INSTRUCTIONS TO FOLLOW: Look through the data below for the line with "Pick out a point on every instance of the large upper-right" and the line with "Target: blurred vertical", then output those two and all lines in between, exactly as written.

Point-per-instance localization data:
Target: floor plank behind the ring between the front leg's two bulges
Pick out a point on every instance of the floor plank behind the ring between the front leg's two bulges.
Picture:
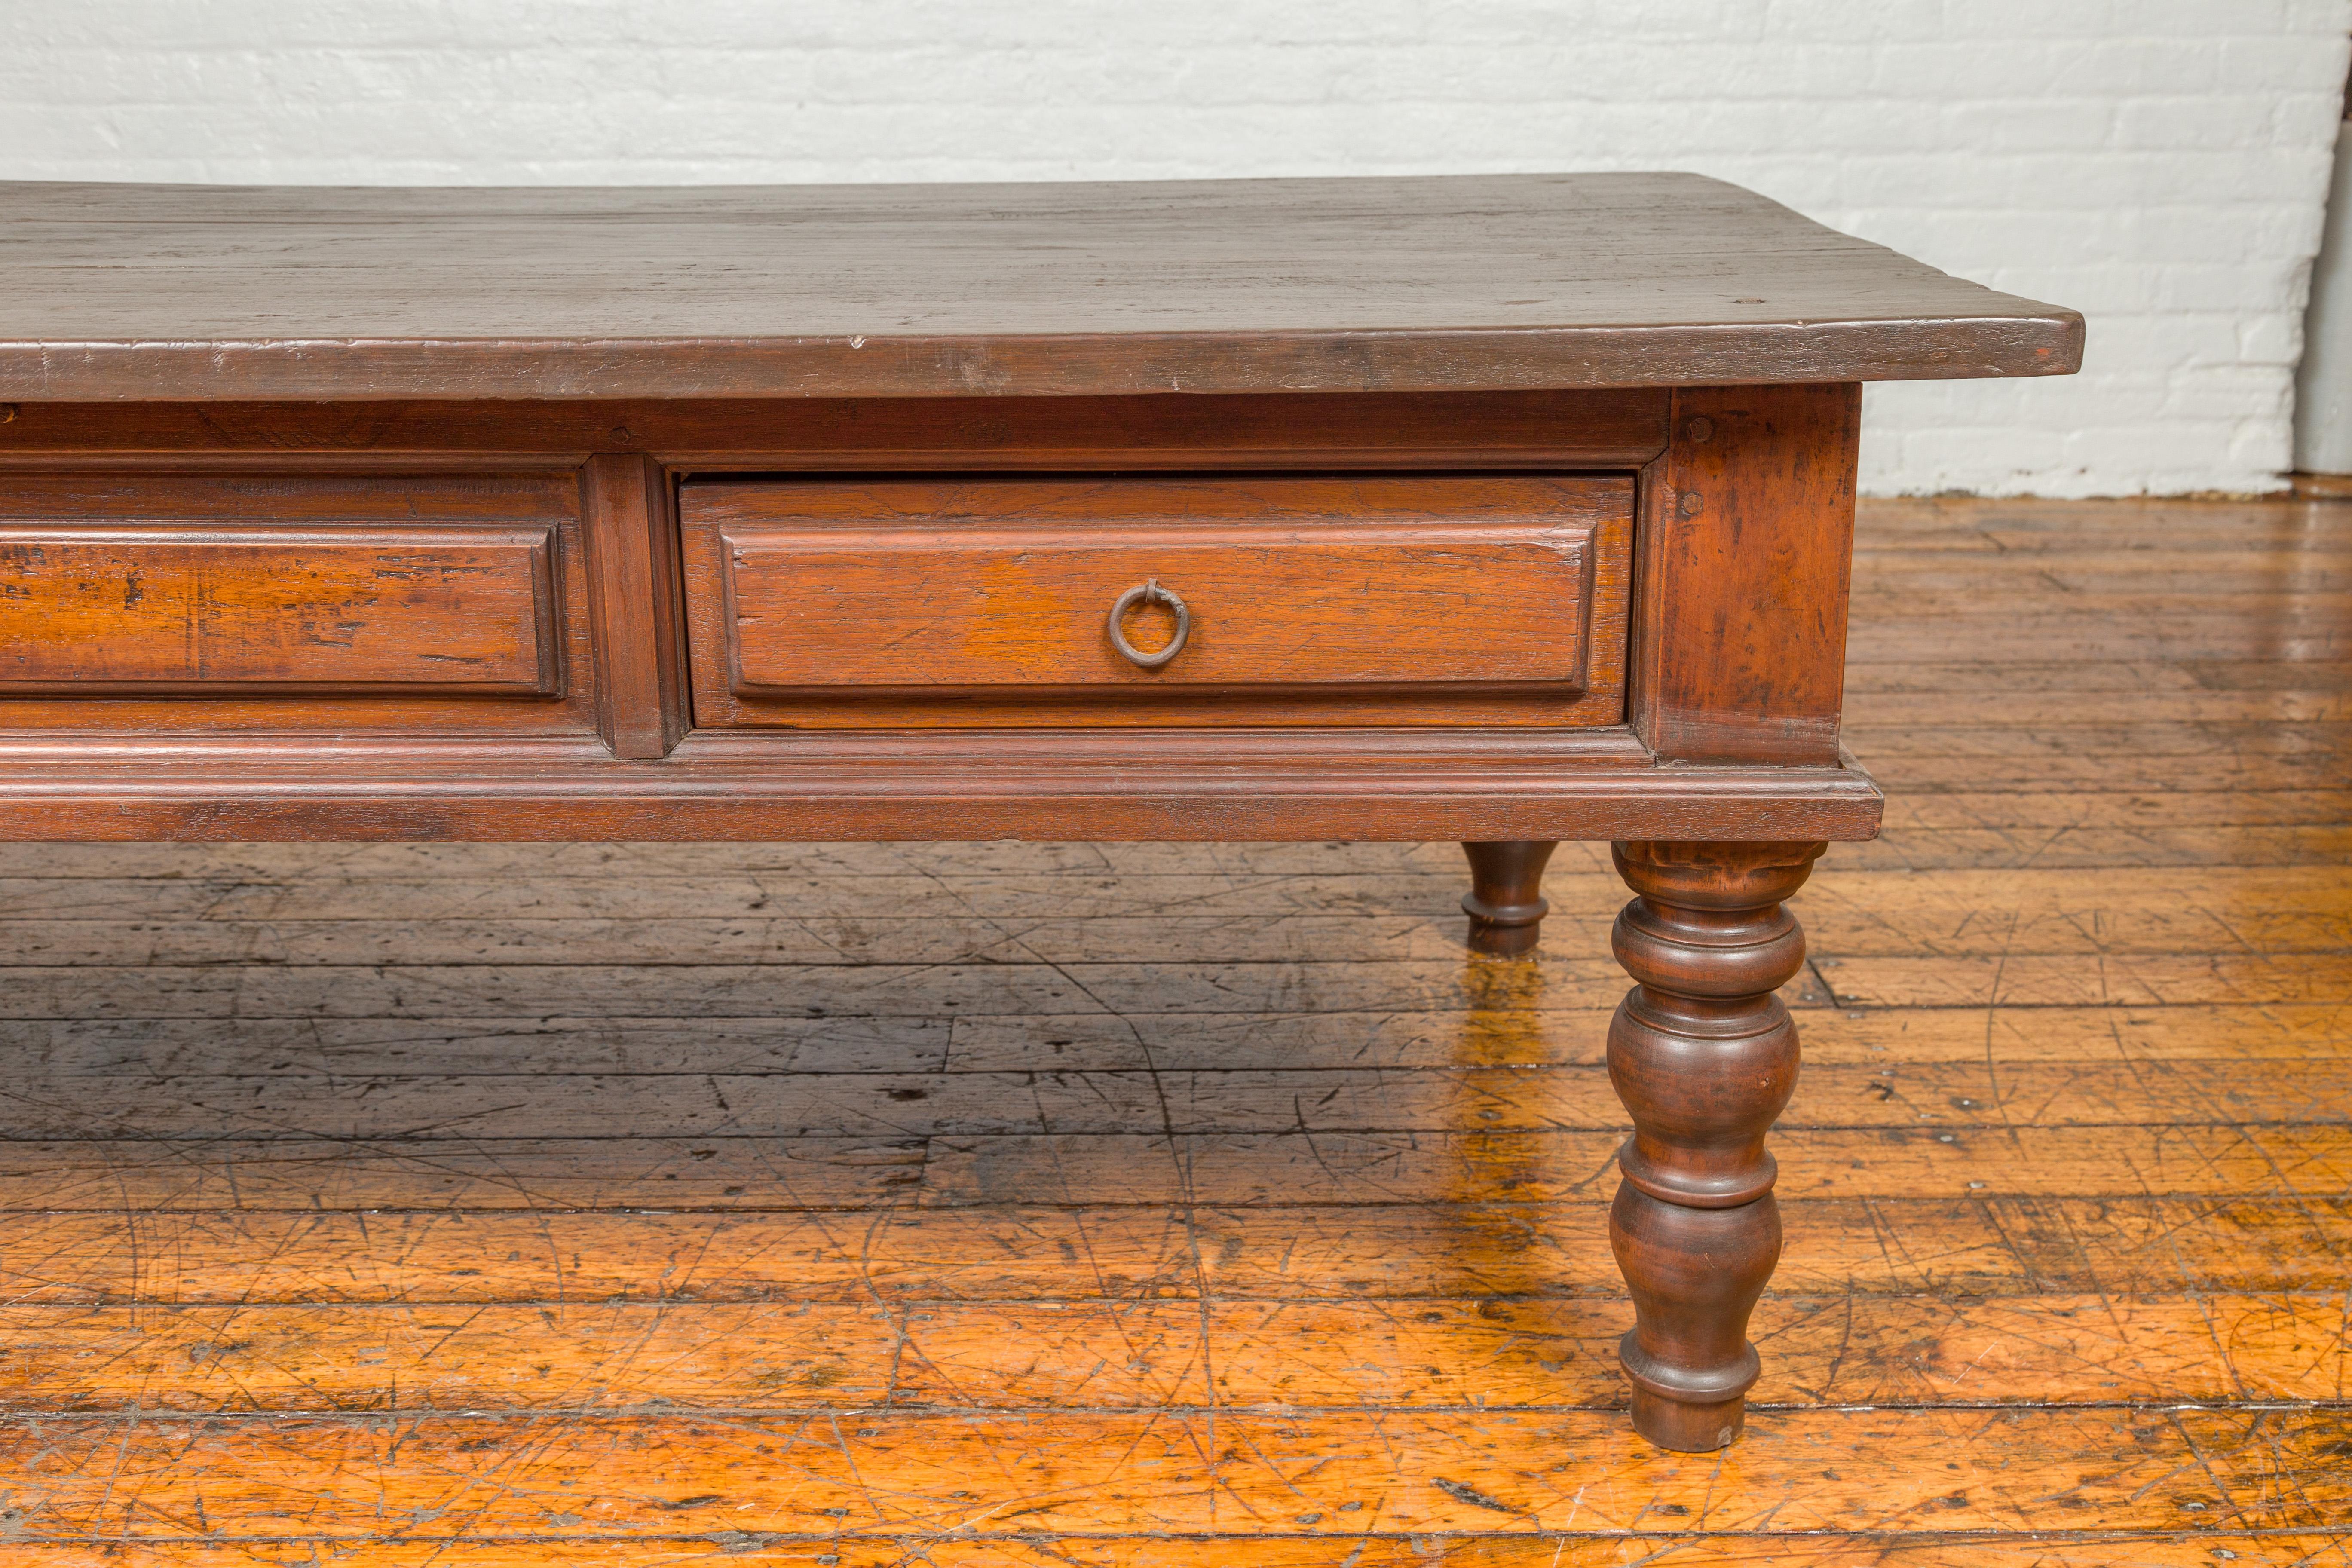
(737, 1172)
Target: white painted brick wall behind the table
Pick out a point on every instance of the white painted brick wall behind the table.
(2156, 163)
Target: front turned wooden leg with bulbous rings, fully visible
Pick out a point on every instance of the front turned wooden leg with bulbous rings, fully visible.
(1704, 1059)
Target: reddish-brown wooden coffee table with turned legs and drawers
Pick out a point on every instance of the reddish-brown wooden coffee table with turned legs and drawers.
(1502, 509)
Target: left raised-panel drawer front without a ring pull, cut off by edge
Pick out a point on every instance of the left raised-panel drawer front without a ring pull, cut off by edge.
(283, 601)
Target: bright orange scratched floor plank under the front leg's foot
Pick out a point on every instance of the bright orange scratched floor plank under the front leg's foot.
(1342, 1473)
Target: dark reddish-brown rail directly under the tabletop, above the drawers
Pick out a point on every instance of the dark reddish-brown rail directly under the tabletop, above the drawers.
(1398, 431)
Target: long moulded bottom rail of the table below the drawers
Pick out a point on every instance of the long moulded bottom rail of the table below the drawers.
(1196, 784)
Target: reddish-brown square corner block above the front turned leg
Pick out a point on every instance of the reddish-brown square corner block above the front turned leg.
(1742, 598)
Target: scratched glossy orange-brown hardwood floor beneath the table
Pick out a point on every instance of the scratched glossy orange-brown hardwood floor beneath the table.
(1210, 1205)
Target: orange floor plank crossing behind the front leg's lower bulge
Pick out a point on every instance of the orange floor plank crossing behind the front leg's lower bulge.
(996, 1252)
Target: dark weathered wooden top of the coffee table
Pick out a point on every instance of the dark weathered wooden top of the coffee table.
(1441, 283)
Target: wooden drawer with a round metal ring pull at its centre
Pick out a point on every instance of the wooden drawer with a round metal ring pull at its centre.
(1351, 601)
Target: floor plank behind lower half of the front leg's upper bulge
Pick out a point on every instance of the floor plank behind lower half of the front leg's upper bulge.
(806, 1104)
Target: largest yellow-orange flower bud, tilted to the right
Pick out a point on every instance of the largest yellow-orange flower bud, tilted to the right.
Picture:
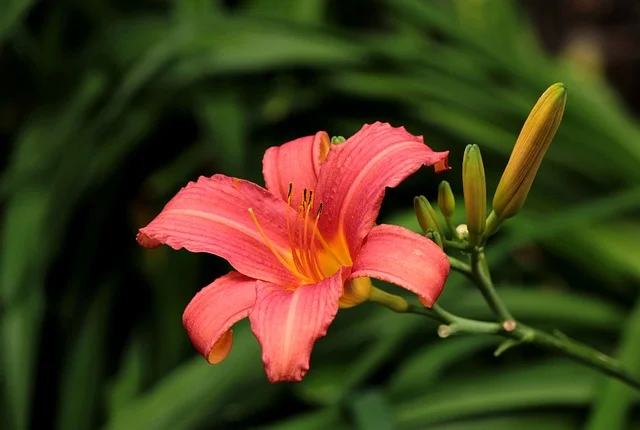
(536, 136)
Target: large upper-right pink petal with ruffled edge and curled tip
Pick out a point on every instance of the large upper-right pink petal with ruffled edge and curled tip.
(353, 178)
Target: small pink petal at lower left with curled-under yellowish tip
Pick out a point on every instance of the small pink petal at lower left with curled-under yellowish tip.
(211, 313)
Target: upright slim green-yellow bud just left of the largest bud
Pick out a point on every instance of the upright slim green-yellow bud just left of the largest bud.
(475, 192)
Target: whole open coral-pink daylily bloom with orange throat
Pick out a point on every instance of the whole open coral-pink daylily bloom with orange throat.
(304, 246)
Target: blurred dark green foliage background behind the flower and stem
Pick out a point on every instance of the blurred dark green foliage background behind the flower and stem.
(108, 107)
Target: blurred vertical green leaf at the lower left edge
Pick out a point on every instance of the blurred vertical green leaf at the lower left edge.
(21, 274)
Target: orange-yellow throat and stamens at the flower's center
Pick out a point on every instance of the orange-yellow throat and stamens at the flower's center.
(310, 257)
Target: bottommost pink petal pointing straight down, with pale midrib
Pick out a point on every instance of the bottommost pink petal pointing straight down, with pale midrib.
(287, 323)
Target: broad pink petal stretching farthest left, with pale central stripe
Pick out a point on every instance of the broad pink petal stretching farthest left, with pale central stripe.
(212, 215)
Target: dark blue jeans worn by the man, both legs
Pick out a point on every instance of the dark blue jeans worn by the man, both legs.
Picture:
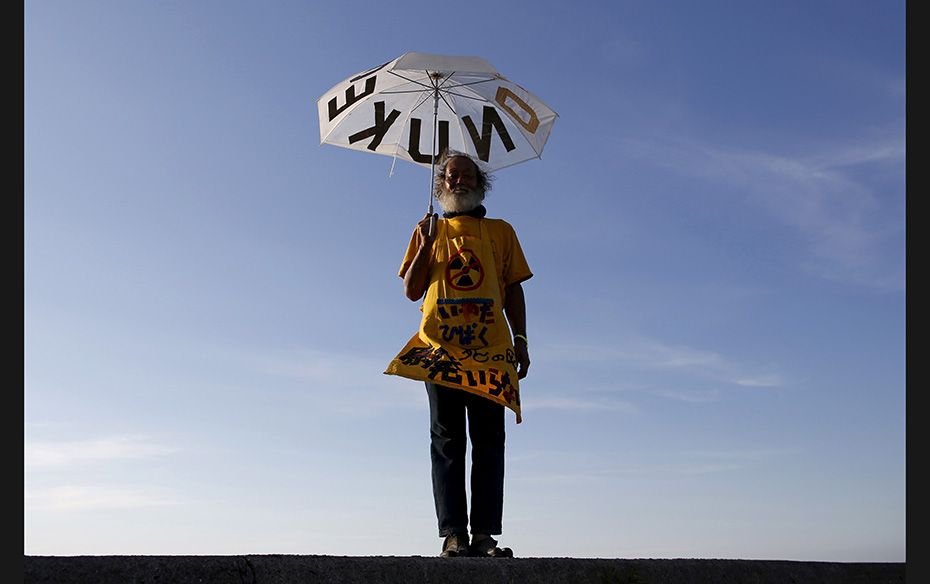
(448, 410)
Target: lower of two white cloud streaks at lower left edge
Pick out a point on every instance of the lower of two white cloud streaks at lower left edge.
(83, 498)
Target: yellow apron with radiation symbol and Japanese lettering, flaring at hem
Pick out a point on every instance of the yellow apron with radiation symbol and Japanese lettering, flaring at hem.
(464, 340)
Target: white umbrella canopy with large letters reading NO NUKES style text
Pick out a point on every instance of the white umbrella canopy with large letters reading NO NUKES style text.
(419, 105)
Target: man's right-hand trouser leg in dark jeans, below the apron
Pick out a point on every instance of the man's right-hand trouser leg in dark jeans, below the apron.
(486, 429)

EXERCISE RESULT:
Pick out a point on every instance of the large upper-right pink petal with ruffled edge and curled tip.
(353, 178)
Target: small pink petal at lower left with curled-under yellowish tip
Pick out a point on every instance of the small pink petal at lower left with curled-under yellowish tip.
(211, 313)
Target: upright slim green-yellow bud just left of the largest bud
Pick out a point on every instance of the upright slim green-yellow bud just left of the largest bud.
(475, 192)
Target: whole open coral-pink daylily bloom with orange throat
Pick out a point on every instance of the whole open coral-pink daylily bloom with orange throat.
(304, 246)
Target: blurred dark green foliage background behind the flower and stem
Pick out a point on every instance of the blurred dark green foliage background behind the flower and stem.
(108, 107)
Target: blurred vertical green leaf at the lower left edge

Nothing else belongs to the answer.